**Task description:** Return the listing below line for line, without any change, and omit the pictures from your answer.

[Stored data entries]
* BEGIN *
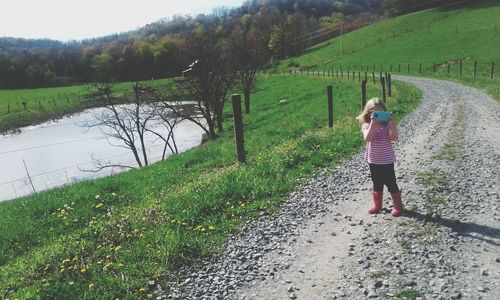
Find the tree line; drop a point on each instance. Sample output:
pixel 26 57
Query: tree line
pixel 158 50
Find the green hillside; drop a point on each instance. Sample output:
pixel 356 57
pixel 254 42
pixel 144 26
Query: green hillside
pixel 433 37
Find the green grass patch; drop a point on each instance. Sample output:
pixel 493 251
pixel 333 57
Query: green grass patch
pixel 25 107
pixel 107 238
pixel 451 39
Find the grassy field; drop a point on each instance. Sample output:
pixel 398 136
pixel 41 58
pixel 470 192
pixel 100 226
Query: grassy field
pixel 47 103
pixel 106 238
pixel 440 37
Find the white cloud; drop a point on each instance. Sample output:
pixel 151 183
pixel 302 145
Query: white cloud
pixel 79 19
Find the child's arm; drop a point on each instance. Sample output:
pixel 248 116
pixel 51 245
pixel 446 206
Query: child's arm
pixel 369 131
pixel 393 132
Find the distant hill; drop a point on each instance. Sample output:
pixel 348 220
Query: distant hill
pixel 156 50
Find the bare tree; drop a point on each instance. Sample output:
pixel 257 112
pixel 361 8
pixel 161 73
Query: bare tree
pixel 207 82
pixel 249 52
pixel 128 124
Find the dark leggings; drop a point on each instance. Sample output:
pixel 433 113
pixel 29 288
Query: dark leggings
pixel 383 175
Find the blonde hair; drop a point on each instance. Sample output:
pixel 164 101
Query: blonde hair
pixel 363 117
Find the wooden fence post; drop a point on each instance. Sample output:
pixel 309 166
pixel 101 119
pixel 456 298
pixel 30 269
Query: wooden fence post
pixel 329 90
pixel 363 94
pixel 389 85
pixel 238 128
pixel 382 82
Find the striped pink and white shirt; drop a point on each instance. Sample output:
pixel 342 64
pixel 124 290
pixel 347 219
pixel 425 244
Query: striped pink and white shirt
pixel 379 150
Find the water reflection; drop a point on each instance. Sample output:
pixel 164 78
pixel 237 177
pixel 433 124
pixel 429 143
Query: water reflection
pixel 55 153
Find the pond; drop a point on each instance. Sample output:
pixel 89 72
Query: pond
pixel 65 151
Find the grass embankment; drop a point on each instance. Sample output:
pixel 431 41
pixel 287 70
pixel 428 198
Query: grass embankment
pixel 106 238
pixel 43 104
pixel 442 37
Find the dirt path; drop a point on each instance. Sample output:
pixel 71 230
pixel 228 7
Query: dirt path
pixel 324 244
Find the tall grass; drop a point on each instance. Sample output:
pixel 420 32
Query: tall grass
pixel 107 238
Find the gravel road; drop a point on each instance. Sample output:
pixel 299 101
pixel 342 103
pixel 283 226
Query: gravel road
pixel 323 244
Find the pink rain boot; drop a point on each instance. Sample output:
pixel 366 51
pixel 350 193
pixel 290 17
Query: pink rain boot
pixel 398 205
pixel 377 202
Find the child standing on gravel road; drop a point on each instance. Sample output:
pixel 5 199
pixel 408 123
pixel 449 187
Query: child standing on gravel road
pixel 380 156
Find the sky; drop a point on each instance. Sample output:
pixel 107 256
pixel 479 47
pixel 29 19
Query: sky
pixel 66 20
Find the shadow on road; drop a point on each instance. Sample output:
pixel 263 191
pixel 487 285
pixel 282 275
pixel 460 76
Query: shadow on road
pixel 484 233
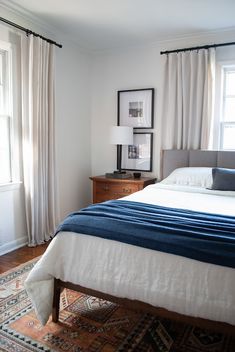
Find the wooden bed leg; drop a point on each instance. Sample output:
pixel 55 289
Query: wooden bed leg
pixel 56 301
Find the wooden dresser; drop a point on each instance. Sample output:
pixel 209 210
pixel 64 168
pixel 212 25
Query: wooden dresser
pixel 112 188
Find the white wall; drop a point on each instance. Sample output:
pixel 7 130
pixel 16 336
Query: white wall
pixel 72 105
pixel 129 69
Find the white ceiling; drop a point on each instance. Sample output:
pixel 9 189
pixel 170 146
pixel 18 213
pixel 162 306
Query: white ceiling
pixel 107 24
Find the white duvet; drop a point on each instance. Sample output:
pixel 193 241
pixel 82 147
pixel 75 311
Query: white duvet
pixel 169 281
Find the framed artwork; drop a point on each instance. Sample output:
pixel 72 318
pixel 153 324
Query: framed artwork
pixel 136 107
pixel 138 156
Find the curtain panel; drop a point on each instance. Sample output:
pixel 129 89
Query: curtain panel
pixel 38 138
pixel 188 99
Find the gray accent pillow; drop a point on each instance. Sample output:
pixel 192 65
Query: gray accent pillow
pixel 223 179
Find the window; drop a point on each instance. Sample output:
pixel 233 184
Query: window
pixel 224 128
pixel 6 152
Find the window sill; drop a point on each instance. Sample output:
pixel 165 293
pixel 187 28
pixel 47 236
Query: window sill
pixel 4 187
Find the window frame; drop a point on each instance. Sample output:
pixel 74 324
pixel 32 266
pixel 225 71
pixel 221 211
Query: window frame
pixel 10 112
pixel 219 123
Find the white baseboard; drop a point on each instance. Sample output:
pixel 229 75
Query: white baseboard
pixel 11 246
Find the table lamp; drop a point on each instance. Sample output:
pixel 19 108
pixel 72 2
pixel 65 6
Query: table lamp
pixel 120 135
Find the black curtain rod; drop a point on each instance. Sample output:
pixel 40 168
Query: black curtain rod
pixel 196 48
pixel 28 31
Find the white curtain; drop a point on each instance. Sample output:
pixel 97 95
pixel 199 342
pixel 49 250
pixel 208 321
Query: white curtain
pixel 38 146
pixel 188 99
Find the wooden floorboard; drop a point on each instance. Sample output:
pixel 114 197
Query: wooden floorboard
pixel 19 256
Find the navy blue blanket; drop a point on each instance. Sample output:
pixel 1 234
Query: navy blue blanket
pixel 201 236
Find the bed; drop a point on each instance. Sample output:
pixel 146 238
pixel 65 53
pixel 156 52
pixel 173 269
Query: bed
pixel 143 277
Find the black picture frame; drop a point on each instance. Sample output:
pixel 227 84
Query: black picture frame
pixel 139 155
pixel 135 108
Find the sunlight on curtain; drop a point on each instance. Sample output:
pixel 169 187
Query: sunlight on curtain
pixel 38 138
pixel 188 99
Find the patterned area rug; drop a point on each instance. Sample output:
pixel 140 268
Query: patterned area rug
pixel 88 324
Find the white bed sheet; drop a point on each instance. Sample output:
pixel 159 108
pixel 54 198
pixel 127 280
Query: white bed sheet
pixel 173 282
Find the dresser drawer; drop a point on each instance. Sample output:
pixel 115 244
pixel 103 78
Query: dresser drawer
pixel 115 190
pixel 107 188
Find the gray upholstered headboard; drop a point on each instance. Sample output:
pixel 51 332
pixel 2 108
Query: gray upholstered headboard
* END *
**The result:**
Find the tree line; drop a point on each instance. Sample output:
pixel 26 57
Query: tree line
pixel 158 50
Find the green hillside; drop a point on each instance. Sample output:
pixel 356 57
pixel 254 42
pixel 144 26
Query: green hillside
pixel 433 37
Find the green grass patch; drop a point on each instance. Sample output:
pixel 493 251
pixel 333 57
Query: green grass patch
pixel 25 107
pixel 107 238
pixel 451 39
Find the grassy field; drop a point on each instance. Sample output:
pixel 398 136
pixel 41 58
pixel 470 192
pixel 100 226
Query: grassy field
pixel 47 103
pixel 106 238
pixel 440 37
Find the white cloud; drop a point on each instance. Sample output:
pixel 151 183
pixel 302 145
Query: white cloud
pixel 79 19
Find the child's arm; drop a point on each instance. Sample output:
pixel 248 116
pixel 51 245
pixel 446 206
Query: child's arm
pixel 369 131
pixel 393 132
Find the distant hill; drop a point on each instance. Sample output:
pixel 348 220
Query: distant hill
pixel 156 50
Find the bare tree; drop a point on each instance. Sample output:
pixel 257 112
pixel 361 8
pixel 161 73
Query: bare tree
pixel 207 82
pixel 249 52
pixel 128 124
Find the dark leggings; drop a point on each instance. Sample output:
pixel 433 113
pixel 29 288
Query: dark leggings
pixel 383 175
Find the blonde hair; drop a point on each instance. Sample output:
pixel 164 101
Query: blonde hair
pixel 363 117
Find the wooden fence post; drop a point on each instance. Sample output:
pixel 309 166
pixel 101 119
pixel 456 298
pixel 30 269
Query: wooden fence post
pixel 329 90
pixel 363 94
pixel 389 85
pixel 238 128
pixel 382 82
Find the striped pink and white shirt; drop a point on each instance. Sample output:
pixel 342 64
pixel 124 290
pixel 347 219
pixel 425 244
Query: striped pink and white shirt
pixel 379 150
Find the water reflection; drop a point on each instance. Sample output:
pixel 164 78
pixel 237 177
pixel 433 124
pixel 429 143
Query: water reflection
pixel 55 153
Find the pond; drop a point on each instance. Sample output:
pixel 89 72
Query: pond
pixel 65 151
Find the grass embankment; drop a point on each instance. Sample output:
pixel 431 41
pixel 287 70
pixel 428 198
Query: grass embankment
pixel 106 238
pixel 43 104
pixel 442 37
Find the dirt path; drop a point on each instance. Sample output:
pixel 71 230
pixel 228 7
Query: dirt path
pixel 324 244
Find the tall grass; drop a point on each instance. Sample output:
pixel 420 32
Query: tall grass
pixel 107 238
Find the gravel road; drop a point on each instance. Sample output:
pixel 299 101
pixel 342 103
pixel 283 226
Query: gravel road
pixel 323 244
Find the pink rain boot; drop a point on each instance. Sample output:
pixel 366 51
pixel 350 193
pixel 290 17
Query: pink rain boot
pixel 398 205
pixel 377 202
Find the child standing on gravel road; drop a point on each instance. Sample output:
pixel 5 199
pixel 408 123
pixel 449 187
Query: child standing on gravel road
pixel 380 156
Find the sky; drop a point on each instance. Sample output:
pixel 107 256
pixel 479 47
pixel 29 19
Query: sky
pixel 66 20
Find the shadow on road; drop a point on each instance. Sample output:
pixel 263 191
pixel 487 285
pixel 282 275
pixel 460 76
Query: shadow on road
pixel 484 233
Find the wooden bed leg; drop a point on each instance. Sample output:
pixel 55 289
Query: wooden bed leg
pixel 56 301
Find the wooden dresser; drop a point on each instance. Sample output:
pixel 209 210
pixel 64 168
pixel 212 25
Query: wooden dresser
pixel 112 188
Find the white wall; drop a point on each instance. Sample output:
pixel 7 130
pixel 16 336
Query: white wall
pixel 72 105
pixel 129 69
Find the white ceiling; drop a point on each instance. Sample output:
pixel 9 189
pixel 170 146
pixel 18 213
pixel 162 306
Query: white ceiling
pixel 107 24
Find the white duvet; drop a point on each instance. Sample output:
pixel 193 241
pixel 82 147
pixel 75 311
Query: white duvet
pixel 169 281
Find the framed artwork; drop a point on each instance. Sample output:
pixel 72 318
pixel 153 324
Query: framed artwork
pixel 136 107
pixel 138 156
Find the curtain panel; drop a point on each instance. Sample output:
pixel 129 89
Query: curtain panel
pixel 38 138
pixel 188 99
Find the gray accent pillow; drop a point on each instance. Sample output:
pixel 192 65
Query: gray accent pillow
pixel 223 179
Find the window; drop a point on each instance. Sample output:
pixel 233 184
Query: window
pixel 224 128
pixel 6 152
Find the window sill; drop a point on each instance. Sample output:
pixel 165 293
pixel 187 28
pixel 47 236
Query: window sill
pixel 4 187
Find the window frame; drop a point on each instance. Sample output:
pixel 74 324
pixel 32 266
pixel 225 71
pixel 221 211
Query: window frame
pixel 10 112
pixel 219 123
Find the white baseboard; drop a point on each instance. Sample output:
pixel 229 75
Query: white baseboard
pixel 11 246
Find the table lamp; drop a point on each instance. Sample output:
pixel 19 108
pixel 72 2
pixel 65 6
Query: table lamp
pixel 120 135
Find the black curtain rod; drop a point on each instance. Sample output:
pixel 40 168
Query: black curtain rod
pixel 196 48
pixel 28 31
Find the white curtain; drop a point on each instance. Sample output:
pixel 97 95
pixel 199 342
pixel 49 250
pixel 208 321
Query: white curtain
pixel 38 146
pixel 188 99
Find the wooden floorboard; drop a point on each instance. Sample output:
pixel 114 197
Query: wooden floorboard
pixel 19 256
Find the navy blue blanket; drop a point on each instance. Sample output:
pixel 1 234
Query: navy blue blanket
pixel 201 236
Find the bed; drop a point on each instance. Sample output:
pixel 146 238
pixel 65 53
pixel 156 52
pixel 173 269
Query: bed
pixel 143 277
Find the black picture frame; drop a point on each instance. Sample output:
pixel 227 84
Query: black picture frame
pixel 139 155
pixel 135 108
Find the sunlight on curtain; drop a point on each instance. Sample output:
pixel 169 187
Query: sunlight on curtain
pixel 38 138
pixel 188 99
Find the patterned area rug; drop a point on each instance. Sample output:
pixel 140 268
Query: patterned area rug
pixel 88 324
Find the white bed sheet; drop a point on each instance. Sample output:
pixel 159 108
pixel 54 198
pixel 127 280
Query: white bed sheet
pixel 173 282
Find the dresser drawer; drop a point on each instance. Sample output:
pixel 115 244
pixel 103 78
Query: dresser drawer
pixel 115 190
pixel 107 188
Find the gray upholstered headboard; drop a point on each instance. Sample output:
pixel 51 332
pixel 2 108
Query: gray upholstered headboard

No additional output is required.